Exercise goal: Every line below that has "lamp" in it should be copied.

Stored entries
----------
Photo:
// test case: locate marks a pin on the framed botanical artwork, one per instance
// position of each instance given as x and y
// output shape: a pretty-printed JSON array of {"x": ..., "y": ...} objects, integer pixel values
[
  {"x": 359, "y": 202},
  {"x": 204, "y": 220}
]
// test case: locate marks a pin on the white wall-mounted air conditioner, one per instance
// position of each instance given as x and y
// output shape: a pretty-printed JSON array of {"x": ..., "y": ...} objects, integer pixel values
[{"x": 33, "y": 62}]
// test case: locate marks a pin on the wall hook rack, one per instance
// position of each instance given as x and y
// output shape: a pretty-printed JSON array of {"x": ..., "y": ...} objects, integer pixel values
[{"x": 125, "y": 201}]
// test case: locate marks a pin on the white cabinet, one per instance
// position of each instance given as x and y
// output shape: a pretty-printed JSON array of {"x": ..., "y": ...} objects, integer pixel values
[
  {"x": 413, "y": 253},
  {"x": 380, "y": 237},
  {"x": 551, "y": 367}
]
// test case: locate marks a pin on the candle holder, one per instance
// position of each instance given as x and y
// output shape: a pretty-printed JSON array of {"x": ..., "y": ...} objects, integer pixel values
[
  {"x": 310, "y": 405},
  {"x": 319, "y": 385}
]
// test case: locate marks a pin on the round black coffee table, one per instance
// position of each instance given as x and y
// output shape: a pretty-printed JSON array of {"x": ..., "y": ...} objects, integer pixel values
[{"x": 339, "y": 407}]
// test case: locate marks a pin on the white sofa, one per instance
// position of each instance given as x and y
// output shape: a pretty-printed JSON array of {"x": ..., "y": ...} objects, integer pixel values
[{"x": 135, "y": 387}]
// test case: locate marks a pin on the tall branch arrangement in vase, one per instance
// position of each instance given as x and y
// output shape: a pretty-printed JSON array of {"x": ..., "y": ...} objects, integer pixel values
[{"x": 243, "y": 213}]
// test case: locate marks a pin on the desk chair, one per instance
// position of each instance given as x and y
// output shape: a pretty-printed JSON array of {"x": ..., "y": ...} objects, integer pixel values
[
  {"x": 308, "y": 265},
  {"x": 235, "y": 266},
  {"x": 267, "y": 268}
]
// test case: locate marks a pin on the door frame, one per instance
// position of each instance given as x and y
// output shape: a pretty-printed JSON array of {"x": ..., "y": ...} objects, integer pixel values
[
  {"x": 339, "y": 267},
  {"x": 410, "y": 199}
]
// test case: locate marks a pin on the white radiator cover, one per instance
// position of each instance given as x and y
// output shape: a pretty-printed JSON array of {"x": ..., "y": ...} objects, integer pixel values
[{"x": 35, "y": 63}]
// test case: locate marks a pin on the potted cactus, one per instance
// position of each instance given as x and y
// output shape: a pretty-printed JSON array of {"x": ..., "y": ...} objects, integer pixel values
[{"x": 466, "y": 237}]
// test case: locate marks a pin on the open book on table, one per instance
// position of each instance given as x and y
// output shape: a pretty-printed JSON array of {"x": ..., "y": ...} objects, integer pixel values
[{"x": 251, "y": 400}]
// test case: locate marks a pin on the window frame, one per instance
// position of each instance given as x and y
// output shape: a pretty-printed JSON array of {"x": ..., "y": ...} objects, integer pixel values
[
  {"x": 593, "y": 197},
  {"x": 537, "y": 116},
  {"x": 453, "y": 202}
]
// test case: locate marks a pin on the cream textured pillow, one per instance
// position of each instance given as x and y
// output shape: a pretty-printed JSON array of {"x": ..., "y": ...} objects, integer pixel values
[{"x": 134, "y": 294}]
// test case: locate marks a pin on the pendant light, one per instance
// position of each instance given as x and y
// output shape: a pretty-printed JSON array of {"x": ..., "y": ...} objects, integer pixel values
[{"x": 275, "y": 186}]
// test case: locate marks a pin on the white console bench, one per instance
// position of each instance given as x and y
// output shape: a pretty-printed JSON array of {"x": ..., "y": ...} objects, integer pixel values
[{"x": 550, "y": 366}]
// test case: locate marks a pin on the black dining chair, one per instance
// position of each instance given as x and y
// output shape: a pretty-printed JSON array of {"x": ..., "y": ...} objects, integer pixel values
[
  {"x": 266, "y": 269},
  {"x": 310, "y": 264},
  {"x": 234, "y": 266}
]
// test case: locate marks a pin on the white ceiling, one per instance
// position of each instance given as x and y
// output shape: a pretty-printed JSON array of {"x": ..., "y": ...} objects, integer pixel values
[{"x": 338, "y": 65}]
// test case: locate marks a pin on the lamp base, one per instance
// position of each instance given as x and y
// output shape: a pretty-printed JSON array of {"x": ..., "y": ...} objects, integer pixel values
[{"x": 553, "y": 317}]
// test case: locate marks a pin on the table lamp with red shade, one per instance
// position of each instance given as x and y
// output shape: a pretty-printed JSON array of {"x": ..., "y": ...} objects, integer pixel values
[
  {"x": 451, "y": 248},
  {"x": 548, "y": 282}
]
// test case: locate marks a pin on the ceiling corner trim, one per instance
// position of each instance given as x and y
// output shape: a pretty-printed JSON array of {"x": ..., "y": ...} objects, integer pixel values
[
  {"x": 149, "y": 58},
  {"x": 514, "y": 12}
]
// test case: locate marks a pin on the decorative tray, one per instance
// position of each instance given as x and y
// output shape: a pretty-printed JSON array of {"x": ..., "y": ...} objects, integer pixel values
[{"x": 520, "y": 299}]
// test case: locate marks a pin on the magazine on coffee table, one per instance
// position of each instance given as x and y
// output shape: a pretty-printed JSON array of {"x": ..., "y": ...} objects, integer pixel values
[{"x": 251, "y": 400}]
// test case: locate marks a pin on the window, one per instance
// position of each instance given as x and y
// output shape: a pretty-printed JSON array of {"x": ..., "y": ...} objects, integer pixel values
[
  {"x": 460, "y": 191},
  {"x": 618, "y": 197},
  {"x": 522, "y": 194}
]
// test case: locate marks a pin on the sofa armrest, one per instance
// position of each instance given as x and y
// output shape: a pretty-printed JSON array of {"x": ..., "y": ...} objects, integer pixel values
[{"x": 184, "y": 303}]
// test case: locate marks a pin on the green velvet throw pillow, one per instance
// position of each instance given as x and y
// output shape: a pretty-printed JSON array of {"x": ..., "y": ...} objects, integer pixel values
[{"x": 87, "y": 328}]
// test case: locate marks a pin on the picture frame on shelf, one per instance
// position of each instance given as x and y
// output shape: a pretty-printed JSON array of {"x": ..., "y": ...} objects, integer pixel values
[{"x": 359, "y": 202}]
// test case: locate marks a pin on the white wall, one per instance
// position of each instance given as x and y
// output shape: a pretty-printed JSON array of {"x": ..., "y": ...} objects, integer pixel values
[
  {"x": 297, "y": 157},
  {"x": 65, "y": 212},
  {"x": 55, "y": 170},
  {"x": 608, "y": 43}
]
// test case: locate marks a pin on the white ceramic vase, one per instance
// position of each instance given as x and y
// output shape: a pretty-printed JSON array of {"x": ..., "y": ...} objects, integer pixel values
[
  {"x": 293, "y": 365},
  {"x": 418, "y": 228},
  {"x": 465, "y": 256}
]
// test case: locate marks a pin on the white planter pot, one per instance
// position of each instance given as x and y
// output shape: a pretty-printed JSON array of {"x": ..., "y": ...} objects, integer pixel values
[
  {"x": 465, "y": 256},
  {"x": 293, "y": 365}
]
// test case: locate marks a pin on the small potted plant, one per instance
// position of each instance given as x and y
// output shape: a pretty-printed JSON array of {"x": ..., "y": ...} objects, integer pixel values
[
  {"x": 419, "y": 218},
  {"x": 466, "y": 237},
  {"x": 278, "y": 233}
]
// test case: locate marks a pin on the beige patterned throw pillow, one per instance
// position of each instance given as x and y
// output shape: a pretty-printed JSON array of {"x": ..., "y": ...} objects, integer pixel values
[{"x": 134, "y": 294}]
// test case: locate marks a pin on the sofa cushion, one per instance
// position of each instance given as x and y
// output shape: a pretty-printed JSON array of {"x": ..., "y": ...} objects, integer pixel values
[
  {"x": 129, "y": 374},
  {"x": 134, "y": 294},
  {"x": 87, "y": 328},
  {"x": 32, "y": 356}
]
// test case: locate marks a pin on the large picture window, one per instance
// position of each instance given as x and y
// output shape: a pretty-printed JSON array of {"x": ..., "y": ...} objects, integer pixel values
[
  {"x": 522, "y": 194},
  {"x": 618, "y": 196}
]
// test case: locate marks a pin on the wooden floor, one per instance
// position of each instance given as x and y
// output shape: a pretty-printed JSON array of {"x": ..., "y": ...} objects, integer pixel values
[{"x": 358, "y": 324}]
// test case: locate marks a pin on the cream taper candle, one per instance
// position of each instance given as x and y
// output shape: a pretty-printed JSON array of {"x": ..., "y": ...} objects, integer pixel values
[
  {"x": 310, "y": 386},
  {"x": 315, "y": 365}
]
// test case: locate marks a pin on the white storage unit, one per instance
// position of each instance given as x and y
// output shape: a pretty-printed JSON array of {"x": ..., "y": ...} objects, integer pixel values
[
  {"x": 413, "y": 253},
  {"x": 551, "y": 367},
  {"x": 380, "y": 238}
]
----------
Solution for this exercise:
// test case: locate marks a pin on the lamp base, one per instance
// test case: locate marks a pin on the table lamp with red shade, one per instance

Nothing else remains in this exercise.